Text under study

________________________

The Fuel of Curiosity
Fear has a powerful voice in our internal dialogue. It’s neither a scream or a whisper. It’s more like a sly negotiator in a tailored suit, always ready to pull us aside to have a chat while the board meeting of our brain is conducting business. The moment we give fear our ear, even out of politeness, is the moment ego starts filling the time. Fear isn’t just a normal primitive reaction, it’s a master manipulator. It cloaks itself in the cover of assumed expectations, speaks the dialect of doubt, and pitches us worst case scenarios with the charisma of a veteran closer. When fear gets the mic, ego occupies all the airtime. Fear and ego are collaborators in the art of self protection and self promotion fooling us to think making decisions based on their input is wisdom.
If we are sincere in our pursuit of growth, if progress is not just a motivating slogan printed on a locker room banner but a real desire, then we must develop the discipline to discern who’s doing all the talking in our head. We must look ourself in the mirror and ask what in my existence is contributing to my evolution? What moves me forward in this moment?

________________________

Study material
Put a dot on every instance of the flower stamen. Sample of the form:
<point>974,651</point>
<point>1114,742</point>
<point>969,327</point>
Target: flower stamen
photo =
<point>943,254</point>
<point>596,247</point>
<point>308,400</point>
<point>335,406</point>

________________________

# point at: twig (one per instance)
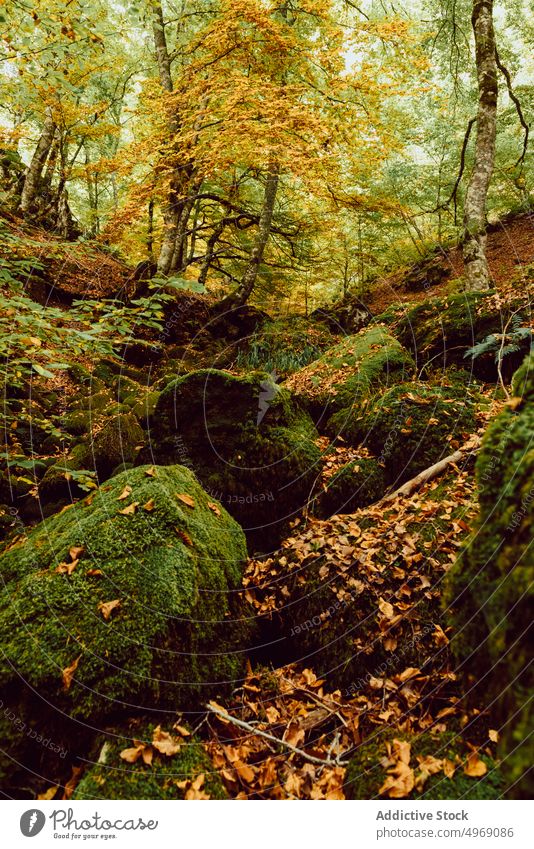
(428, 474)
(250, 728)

________________________

Activity list
1 – Decide whether each statement agrees with the passage on fear, answering yes or no and quoting the words that settle it: (a) Fear is described as a scream. (b) Fear is likened to a negotiator in a tailored suit. (c) Fear and ego are said to work together.
2 – In the passage on fear, what occupies all the airtime when fear gets the mic?
The records were drawn from a different source than the passage on fear.

Solution list
1 –
(a) No: "It’s neither a scream or a whisper."
(b) Yes: "It’s more like a sly negotiator in a tailored suit"
(c) Yes: "Fear and ego are collaborators in the art of self protection and self promotion"

2 – Ego.